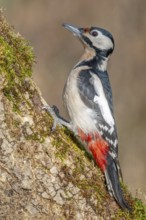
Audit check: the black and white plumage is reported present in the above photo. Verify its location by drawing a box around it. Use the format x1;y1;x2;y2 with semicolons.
45;24;130;209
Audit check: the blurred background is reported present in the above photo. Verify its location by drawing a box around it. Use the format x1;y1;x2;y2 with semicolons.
0;0;146;202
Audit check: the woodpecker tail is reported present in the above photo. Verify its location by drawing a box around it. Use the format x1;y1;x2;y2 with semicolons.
80;131;131;211
104;155;131;211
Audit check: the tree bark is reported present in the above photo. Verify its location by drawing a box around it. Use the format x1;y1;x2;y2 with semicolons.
0;10;146;220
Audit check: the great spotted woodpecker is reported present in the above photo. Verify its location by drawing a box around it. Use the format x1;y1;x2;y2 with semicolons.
44;24;130;209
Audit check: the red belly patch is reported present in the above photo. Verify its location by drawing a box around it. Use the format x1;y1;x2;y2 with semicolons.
78;129;109;171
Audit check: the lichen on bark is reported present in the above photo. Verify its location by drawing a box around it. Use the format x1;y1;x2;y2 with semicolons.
0;9;146;220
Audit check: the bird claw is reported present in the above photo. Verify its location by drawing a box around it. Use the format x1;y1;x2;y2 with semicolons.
42;105;62;132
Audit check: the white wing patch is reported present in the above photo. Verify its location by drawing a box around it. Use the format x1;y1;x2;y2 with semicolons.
90;72;115;127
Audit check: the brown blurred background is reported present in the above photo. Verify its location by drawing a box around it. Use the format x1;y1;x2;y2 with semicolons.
0;0;146;201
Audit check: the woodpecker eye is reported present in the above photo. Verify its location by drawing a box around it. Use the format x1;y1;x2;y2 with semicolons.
90;30;98;37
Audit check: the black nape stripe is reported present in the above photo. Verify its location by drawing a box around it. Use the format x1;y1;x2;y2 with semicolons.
82;35;113;57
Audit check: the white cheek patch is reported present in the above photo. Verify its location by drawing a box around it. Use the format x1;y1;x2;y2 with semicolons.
92;31;113;50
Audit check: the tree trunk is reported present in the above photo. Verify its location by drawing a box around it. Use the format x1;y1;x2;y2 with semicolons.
0;10;146;220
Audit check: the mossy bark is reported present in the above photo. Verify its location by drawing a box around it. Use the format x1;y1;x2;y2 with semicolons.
0;10;146;220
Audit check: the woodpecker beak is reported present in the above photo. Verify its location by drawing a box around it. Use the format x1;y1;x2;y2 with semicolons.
63;24;82;37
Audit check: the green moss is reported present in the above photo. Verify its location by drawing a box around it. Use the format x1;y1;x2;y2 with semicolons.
0;14;34;112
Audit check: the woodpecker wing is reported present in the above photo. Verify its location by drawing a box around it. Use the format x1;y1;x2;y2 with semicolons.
78;69;118;155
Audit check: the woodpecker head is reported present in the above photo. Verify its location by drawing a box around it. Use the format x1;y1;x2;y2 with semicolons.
63;24;114;58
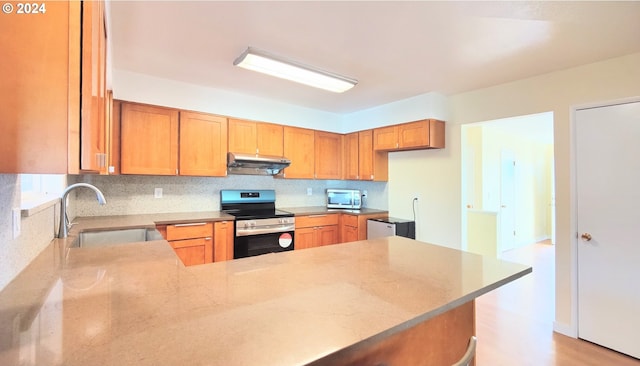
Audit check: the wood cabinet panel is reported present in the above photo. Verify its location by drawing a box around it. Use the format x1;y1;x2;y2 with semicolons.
120;103;179;175
314;131;343;179
316;225;340;245
343;132;360;180
0;1;80;174
179;111;227;176
80;1;107;171
213;221;234;262
170;240;206;266
283;126;315;179
256;122;284;156
167;222;213;240
296;214;340;229
294;227;318;250
373;126;398;150
164;222;214;266
398;121;429;149
229;119;258;154
373;119;445;151
229;119;283;156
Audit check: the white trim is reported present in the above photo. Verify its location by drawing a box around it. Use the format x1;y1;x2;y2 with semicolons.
553;321;578;338
568;96;640;338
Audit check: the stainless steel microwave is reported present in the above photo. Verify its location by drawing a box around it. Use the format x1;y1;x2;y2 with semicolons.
327;188;362;210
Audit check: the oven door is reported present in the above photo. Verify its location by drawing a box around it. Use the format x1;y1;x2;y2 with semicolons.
233;230;294;259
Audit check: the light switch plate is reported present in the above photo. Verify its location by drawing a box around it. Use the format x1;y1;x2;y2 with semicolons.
11;208;22;239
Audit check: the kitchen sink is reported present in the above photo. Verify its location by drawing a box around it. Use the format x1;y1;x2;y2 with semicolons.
73;228;163;248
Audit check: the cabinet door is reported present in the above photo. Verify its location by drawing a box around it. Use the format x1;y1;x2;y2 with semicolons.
293;227;318;250
358;130;374;180
0;1;74;174
213;221;234;262
340;226;358;243
80;1;106;171
256;122;283;156
315;131;343;179
316;225;339;245
283;126;315;179
343;132;360;180
169;238;211;266
229;119;258;154
120;103;178;175
373;125;398;150
179;111;227;177
398;120;429;149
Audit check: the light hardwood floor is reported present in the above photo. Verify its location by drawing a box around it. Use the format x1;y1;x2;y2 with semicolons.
476;242;640;366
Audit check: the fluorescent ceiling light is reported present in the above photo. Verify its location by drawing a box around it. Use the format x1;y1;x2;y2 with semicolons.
233;47;358;93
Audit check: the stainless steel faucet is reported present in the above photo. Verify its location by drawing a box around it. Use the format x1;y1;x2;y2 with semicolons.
58;183;107;238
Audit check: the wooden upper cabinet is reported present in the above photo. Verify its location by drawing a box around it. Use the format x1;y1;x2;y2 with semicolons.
373;119;444;151
283;126;315;179
314;131;343;179
120;103;179;175
80;1;107;172
343;130;389;181
229;119;283;156
0;1;80;174
229;119;258;154
342;132;360;180
358;130;378;180
178;111;227;176
256;122;284;156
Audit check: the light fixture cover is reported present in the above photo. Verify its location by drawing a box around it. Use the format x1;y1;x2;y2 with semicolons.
233;47;358;93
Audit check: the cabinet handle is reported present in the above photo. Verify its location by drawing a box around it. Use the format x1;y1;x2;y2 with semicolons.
452;336;478;366
173;222;207;227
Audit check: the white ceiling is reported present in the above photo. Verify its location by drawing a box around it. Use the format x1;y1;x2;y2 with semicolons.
108;0;640;113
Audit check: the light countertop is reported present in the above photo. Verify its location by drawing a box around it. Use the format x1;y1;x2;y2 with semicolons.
281;206;388;216
0;227;531;366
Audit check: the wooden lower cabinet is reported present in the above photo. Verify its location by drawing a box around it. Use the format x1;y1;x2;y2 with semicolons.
——————————
■ **WORK TO BE COMPLETED**: Write out everything from the line containing "Audit check: the white wing" down to the line containing "0;0;146;201", both included. Keep the text lines unchanged, and shift every bounding-box coordinate by adding -122 to it.

■ **TASK SOLUTION**:
Audit check: the white wing patch is reported present in the above photo. Verify its location by drawing a box around it. Use the format x1;y1;x2;y2 with semicolons.
-32;-50;-7;5
Audit check: the brown blurred background is reported present in the above photo. Verify its location by drawing a box around it. Use the format x1;y1;x2;y2 with semicolons.
-122;-122;24;79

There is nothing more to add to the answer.